• Task description: Return each entry below word for word, leaving out any image.

[Dataset entries]
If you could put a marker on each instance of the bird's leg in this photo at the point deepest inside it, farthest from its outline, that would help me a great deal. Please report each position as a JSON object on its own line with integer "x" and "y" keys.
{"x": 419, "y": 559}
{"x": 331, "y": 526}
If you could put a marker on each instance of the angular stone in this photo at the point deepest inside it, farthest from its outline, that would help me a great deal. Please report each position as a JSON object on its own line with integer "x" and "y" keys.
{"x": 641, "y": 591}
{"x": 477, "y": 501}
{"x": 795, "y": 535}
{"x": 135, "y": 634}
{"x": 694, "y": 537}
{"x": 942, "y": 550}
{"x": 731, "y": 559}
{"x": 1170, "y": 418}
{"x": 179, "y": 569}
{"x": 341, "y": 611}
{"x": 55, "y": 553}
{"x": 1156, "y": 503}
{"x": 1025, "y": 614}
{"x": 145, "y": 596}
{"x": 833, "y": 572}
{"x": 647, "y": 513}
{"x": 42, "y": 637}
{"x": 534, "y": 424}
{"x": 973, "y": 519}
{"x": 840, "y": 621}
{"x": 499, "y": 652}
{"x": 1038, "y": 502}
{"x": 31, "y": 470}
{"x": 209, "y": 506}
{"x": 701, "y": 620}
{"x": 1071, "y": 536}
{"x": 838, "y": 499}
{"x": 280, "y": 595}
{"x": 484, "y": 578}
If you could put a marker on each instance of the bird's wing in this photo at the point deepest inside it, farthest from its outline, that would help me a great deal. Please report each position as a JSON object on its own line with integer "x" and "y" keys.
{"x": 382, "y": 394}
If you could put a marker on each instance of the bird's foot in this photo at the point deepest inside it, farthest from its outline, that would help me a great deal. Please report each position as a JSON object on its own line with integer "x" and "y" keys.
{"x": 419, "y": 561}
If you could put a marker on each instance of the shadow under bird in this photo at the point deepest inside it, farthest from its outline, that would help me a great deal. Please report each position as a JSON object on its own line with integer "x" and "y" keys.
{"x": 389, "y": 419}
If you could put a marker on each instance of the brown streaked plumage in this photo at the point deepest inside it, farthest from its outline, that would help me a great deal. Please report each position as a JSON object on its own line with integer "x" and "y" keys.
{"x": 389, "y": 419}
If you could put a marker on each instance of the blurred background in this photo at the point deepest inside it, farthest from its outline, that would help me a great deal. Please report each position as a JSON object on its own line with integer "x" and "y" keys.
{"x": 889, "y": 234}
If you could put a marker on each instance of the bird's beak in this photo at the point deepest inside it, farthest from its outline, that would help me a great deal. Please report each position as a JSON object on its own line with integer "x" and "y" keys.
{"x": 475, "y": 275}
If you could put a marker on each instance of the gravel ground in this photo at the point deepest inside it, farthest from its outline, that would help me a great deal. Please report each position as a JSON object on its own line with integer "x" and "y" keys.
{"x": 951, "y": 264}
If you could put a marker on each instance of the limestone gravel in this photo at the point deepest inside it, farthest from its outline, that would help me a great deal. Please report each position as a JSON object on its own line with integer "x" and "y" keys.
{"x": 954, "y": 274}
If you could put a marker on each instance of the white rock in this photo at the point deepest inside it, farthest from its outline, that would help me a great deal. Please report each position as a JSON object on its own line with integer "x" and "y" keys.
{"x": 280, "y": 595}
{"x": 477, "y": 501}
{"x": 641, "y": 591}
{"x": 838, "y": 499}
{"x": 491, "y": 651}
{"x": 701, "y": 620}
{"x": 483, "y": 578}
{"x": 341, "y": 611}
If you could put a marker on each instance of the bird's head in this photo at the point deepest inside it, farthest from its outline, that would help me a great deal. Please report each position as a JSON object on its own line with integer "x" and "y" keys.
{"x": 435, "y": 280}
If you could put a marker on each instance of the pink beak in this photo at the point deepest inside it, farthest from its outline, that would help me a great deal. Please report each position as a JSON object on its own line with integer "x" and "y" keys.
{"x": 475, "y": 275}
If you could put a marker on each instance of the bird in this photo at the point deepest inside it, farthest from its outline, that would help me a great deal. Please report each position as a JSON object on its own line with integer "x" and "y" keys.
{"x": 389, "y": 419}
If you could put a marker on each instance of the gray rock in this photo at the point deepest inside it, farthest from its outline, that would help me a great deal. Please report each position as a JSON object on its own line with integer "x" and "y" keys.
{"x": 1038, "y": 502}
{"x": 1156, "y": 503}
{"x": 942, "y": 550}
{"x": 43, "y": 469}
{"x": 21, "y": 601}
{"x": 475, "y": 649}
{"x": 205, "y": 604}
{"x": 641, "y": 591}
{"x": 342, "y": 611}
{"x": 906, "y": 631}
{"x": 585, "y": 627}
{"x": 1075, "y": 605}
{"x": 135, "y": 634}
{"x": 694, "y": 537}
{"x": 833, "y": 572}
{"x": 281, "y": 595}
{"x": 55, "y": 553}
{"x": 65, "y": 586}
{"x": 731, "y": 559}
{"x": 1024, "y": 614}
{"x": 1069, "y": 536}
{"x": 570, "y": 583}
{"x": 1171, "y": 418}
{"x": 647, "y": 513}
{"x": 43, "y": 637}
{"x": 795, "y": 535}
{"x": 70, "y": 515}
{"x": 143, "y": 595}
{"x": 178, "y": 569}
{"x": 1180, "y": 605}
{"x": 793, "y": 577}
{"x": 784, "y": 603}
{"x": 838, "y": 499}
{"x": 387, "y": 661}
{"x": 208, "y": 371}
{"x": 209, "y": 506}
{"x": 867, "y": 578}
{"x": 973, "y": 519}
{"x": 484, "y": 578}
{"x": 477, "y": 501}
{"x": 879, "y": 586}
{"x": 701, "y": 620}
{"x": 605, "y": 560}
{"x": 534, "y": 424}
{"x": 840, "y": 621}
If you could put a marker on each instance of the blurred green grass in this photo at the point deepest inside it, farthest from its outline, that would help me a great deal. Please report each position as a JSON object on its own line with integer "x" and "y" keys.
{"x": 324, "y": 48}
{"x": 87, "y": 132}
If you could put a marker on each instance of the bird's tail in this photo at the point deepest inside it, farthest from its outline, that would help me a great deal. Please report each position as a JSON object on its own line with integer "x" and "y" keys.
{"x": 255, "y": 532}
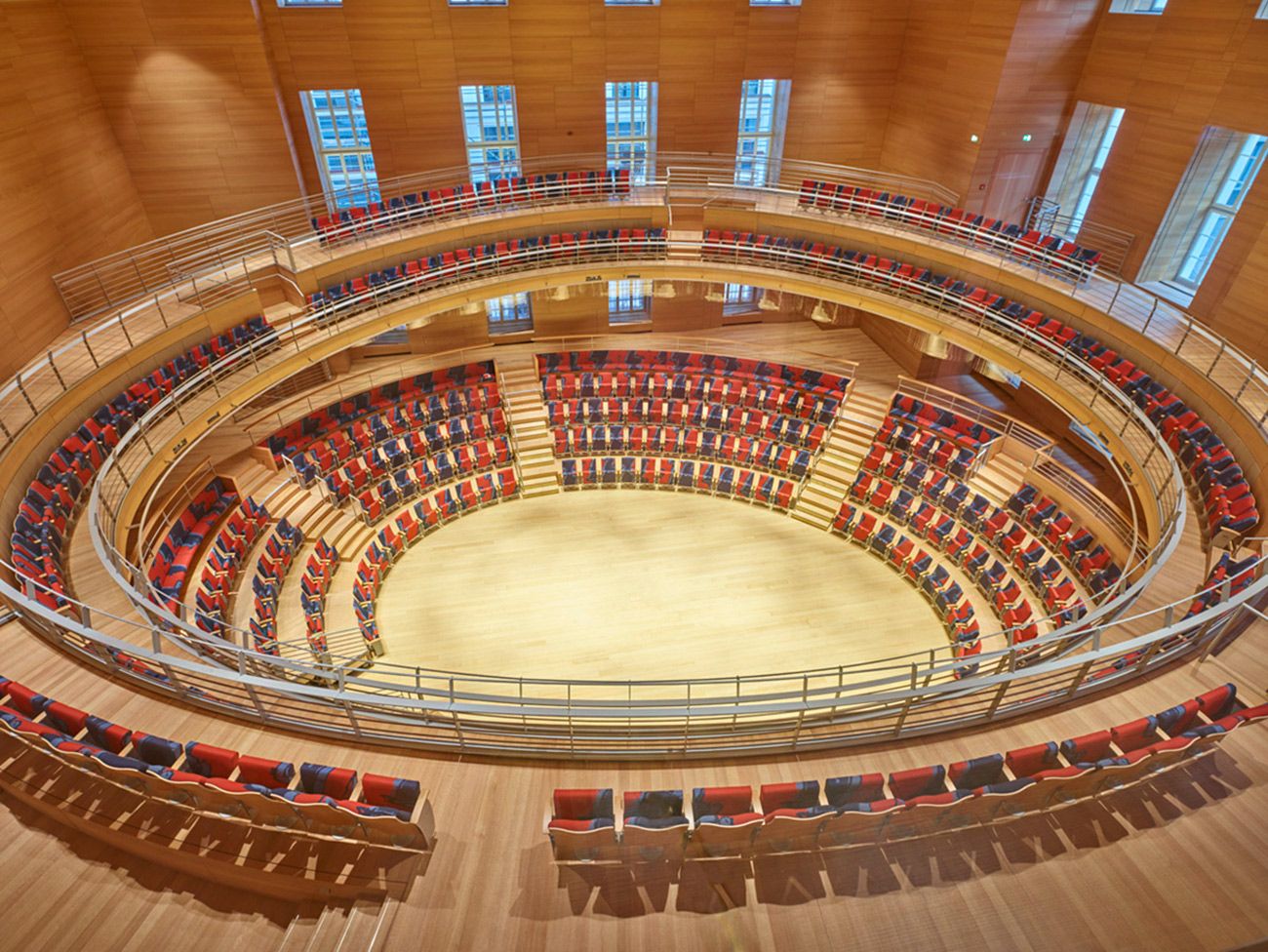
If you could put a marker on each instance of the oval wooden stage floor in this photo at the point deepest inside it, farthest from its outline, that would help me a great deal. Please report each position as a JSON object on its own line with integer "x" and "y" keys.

• Answer to this exercise:
If you could put a marker on each instance of the bird's leg in this photo at the point deepest inside it, farthest from its outline, that would help me a great deal. Please report each position as a JSON object on its own line with integer "x" and "y" keys.
{"x": 419, "y": 559}
{"x": 331, "y": 526}
If you could put a marker on each instance of the angular stone in this photo at the point deepest inside it, farthest from its outline, that would help me a great deal. Please report each position as a JSON object on its own line with integer "x" and "y" keys.
{"x": 641, "y": 591}
{"x": 477, "y": 501}
{"x": 795, "y": 535}
{"x": 135, "y": 634}
{"x": 694, "y": 537}
{"x": 942, "y": 550}
{"x": 731, "y": 559}
{"x": 1170, "y": 418}
{"x": 179, "y": 569}
{"x": 341, "y": 611}
{"x": 55, "y": 553}
{"x": 1156, "y": 503}
{"x": 1025, "y": 614}
{"x": 145, "y": 596}
{"x": 833, "y": 572}
{"x": 647, "y": 513}
{"x": 42, "y": 637}
{"x": 534, "y": 424}
{"x": 973, "y": 519}
{"x": 840, "y": 621}
{"x": 499, "y": 652}
{"x": 1038, "y": 502}
{"x": 31, "y": 470}
{"x": 209, "y": 506}
{"x": 701, "y": 620}
{"x": 1071, "y": 536}
{"x": 838, "y": 499}
{"x": 280, "y": 595}
{"x": 484, "y": 578}
If you could put a marker on each instance of the bird's wing in this photo at the point deepest inside it, farthest from its outline, that would help me a great deal. Please report each position as a JSON object on its own line with integer "x" and "y" keys.
{"x": 382, "y": 394}
If you could put a marker on each instance of the bird's foot in this photo at the point deepest inside it, farthest from its outline, that would help me a great deal. Please report each position as a JSON object on its own line with integer "x" and "y" keys.
{"x": 419, "y": 561}
If you could put a marker on each instance of the shadow under bird in this photo at the point deepest inside it, farthest from its outline, that would help me a great deal. Please report each position as a JSON object on its own line with integer "x" and "y" keys.
{"x": 389, "y": 419}
If you could put a marker on each instance of the brown streaked plumage in this photo at the point deepest inside it, farthest from its outline, that would help me a great deal. Please report each position as a JSON object on its own line with integer "x" and "y" keys.
{"x": 389, "y": 419}
If you could put a marker on each instance of the blurred background in this photo at the point deepest inside it, farthest from its outline, that would help me a great deal. Please report each position as a JSON object on its own line with integer "x" and "y" keys.
{"x": 889, "y": 234}
If you could put a marker on each instance of the bird's beak in this photo at the point deepest inside it, farthest from its outline, that would help me a great deal. Please report each position as a JSON object on its own line with integer "x" and "y" keys.
{"x": 475, "y": 275}
If you could put a marker on each instance of the gravel ground in this photo at the point deepest inside it, farthest from its outline, that would help me a great deal. Please report each position as a JSON object on its own line with integer "x" and "y" keys.
{"x": 951, "y": 264}
If you could put a marker on each instance of the limestone gravel in this photo at the point deepest inside it, farthest from its outline, that would help me a great deal. Please report each position as a JSON object on its own line with integer "x" and "y" keys.
{"x": 954, "y": 274}
If you could put a marker on each instance of the white rock in this photo at the point deepest inside it, farthest from its outline, that would help me a great deal. Please report each position as a JSON object on its own line with integer "x" and "y" keys.
{"x": 280, "y": 595}
{"x": 477, "y": 501}
{"x": 641, "y": 591}
{"x": 838, "y": 499}
{"x": 491, "y": 651}
{"x": 701, "y": 620}
{"x": 483, "y": 578}
{"x": 341, "y": 611}
If you could put a marker on each instance of the bird's head in this photo at the point deepest inside it, farthest from its outline, that would help me a great deal. Please report each position as a JSON object on its own line with integer "x" and "y" keys.
{"x": 435, "y": 280}
If you could put a marker on each instance of the pink beak in this photo at the point deepest inside it, farthest from its outline, that would help me a great deal. Please report each position as a JSON object on its own line with integer "x" and "y" keys.
{"x": 475, "y": 275}
If you could put a marker on each instance of the bird in this photo at the point deepest inside it, farthest from its outline, that would help me a great deal. Please report each position as a JSON object on its own line with integer "x" and "y" keys.
{"x": 389, "y": 419}
If you could put a marker on each instance of the gray rock in this photo at the point deepest inside it, farthest from its outline, that would help me a great deal. Please report each position as a JSON object on its own line with integer "x" and "y" keys.
{"x": 1038, "y": 502}
{"x": 1156, "y": 503}
{"x": 942, "y": 550}
{"x": 43, "y": 469}
{"x": 21, "y": 601}
{"x": 475, "y": 649}
{"x": 205, "y": 604}
{"x": 641, "y": 591}
{"x": 342, "y": 611}
{"x": 906, "y": 631}
{"x": 585, "y": 627}
{"x": 1075, "y": 605}
{"x": 135, "y": 634}
{"x": 694, "y": 537}
{"x": 833, "y": 572}
{"x": 281, "y": 595}
{"x": 55, "y": 553}
{"x": 65, "y": 586}
{"x": 731, "y": 559}
{"x": 1024, "y": 614}
{"x": 1069, "y": 536}
{"x": 570, "y": 583}
{"x": 1171, "y": 418}
{"x": 647, "y": 513}
{"x": 43, "y": 637}
{"x": 795, "y": 535}
{"x": 70, "y": 515}
{"x": 143, "y": 595}
{"x": 178, "y": 569}
{"x": 1180, "y": 605}
{"x": 793, "y": 577}
{"x": 784, "y": 603}
{"x": 838, "y": 499}
{"x": 387, "y": 661}
{"x": 208, "y": 371}
{"x": 209, "y": 506}
{"x": 867, "y": 578}
{"x": 973, "y": 519}
{"x": 484, "y": 578}
{"x": 477, "y": 501}
{"x": 879, "y": 586}
{"x": 701, "y": 620}
{"x": 605, "y": 560}
{"x": 534, "y": 424}
{"x": 840, "y": 621}
If you could put a marker on each instance of the blurred green grass in this photo at the point deepest inside it, farthest from its outline, that would help me a great deal. Please report each position as a JSON object on its own line with integer "x" and "y" keys.
{"x": 324, "y": 48}
{"x": 87, "y": 132}
If you could put a marker on each instance of the bird's tail in this photo at the point deepest inside it, farthest from its outline, that would help me a great deal. Please report each position as a JSON object on its own line with integer "x" and "y" keys.
{"x": 255, "y": 532}
If you could put a marker on each instance of the oval wooden stage floor in this photo at the point deepest inside it, farthest from its outline, that would help me a great deal. Please report each position as a JSON object on its own line with integer "x" and "y" keys.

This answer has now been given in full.